··· Data shown ···
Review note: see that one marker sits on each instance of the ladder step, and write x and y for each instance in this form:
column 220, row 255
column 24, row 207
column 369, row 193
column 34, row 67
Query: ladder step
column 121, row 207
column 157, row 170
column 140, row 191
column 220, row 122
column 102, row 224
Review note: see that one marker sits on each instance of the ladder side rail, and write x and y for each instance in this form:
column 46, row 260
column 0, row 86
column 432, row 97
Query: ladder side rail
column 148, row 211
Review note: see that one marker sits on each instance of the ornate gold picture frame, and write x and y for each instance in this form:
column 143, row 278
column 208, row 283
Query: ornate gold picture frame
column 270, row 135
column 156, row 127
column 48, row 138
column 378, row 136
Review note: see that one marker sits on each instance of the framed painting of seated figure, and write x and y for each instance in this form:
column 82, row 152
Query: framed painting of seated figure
···
## Work to be completed
Starting at the beginning of the records and ending with the line that contains "column 102, row 224", turn those lines into a numbered list, leaving out any blank lines.

## Written solution
1. Review note: see that one marker sits on each instance of the ladder step, and write x and y for each instance in this form:
2. column 220, row 255
3. column 24, row 207
4. column 369, row 193
5. column 34, row 67
6. Query: ladder step
7. column 121, row 207
8. column 157, row 170
9. column 140, row 191
10. column 220, row 122
11. column 102, row 224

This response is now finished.